Assigned task → Give back all the entries below. Omit none of them.

Excerpts from a dataset:
BEGIN

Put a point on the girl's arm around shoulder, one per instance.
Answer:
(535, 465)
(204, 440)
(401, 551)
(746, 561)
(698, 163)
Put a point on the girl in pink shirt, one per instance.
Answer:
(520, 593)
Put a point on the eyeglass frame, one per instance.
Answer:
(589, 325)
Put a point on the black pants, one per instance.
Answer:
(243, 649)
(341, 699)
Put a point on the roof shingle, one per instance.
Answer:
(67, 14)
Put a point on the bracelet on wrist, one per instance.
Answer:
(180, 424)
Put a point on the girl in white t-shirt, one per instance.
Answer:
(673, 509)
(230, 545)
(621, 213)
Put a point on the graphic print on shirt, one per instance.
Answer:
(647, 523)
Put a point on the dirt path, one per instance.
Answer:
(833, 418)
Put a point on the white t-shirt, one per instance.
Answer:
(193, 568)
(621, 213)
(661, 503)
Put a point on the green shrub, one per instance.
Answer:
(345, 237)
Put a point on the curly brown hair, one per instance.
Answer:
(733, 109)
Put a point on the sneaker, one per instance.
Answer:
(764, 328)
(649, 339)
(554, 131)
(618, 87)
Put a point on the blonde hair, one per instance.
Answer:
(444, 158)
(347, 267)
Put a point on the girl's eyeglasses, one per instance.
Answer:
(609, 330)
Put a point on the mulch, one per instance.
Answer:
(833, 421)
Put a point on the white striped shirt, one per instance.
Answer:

END

Answer box →
Put a point on the girl's arm around shoulder, one per instance.
Answer:
(535, 465)
(204, 440)
(401, 551)
(746, 561)
(698, 163)
Put a point on the girl in pink shirt, one per instance.
Answer:
(520, 593)
Put a point on the eyeglass frame, one per instance.
Answer:
(589, 325)
Put a point on the black pants, one per instance.
Answer:
(243, 649)
(341, 699)
Put a point on the roof shingle, one per instance.
Answer:
(67, 14)
Put a point on the bracelet on wrist, one per instance.
Answer:
(180, 424)
Put a point on the girl in white t-shirt, one per instance.
Answer:
(673, 509)
(230, 545)
(621, 213)
Put a point on the graphic print on shirt, one per instance.
Answer:
(647, 523)
Put a point on the dirt path, one per instance.
Answer:
(833, 418)
Put a point on the white t-shirt, one per instance.
Answer:
(193, 568)
(621, 213)
(661, 503)
Put a point on the green shrub, one per instance.
Answer:
(345, 237)
Put a point on the curly brown hair, one per instance.
Answer:
(733, 109)
Put a point on the sneaker, one per instance.
Answer:
(764, 328)
(649, 339)
(554, 131)
(618, 87)
Put a point on the blonde hair, one per instance.
Answer:
(444, 158)
(347, 267)
Put a point on the girl's eyeglasses, one per instance.
Answer:
(609, 330)
Put a point on the mulch, one per instance.
Answer:
(833, 421)
Put a point on the white striped shirt, one per instance.
Answer:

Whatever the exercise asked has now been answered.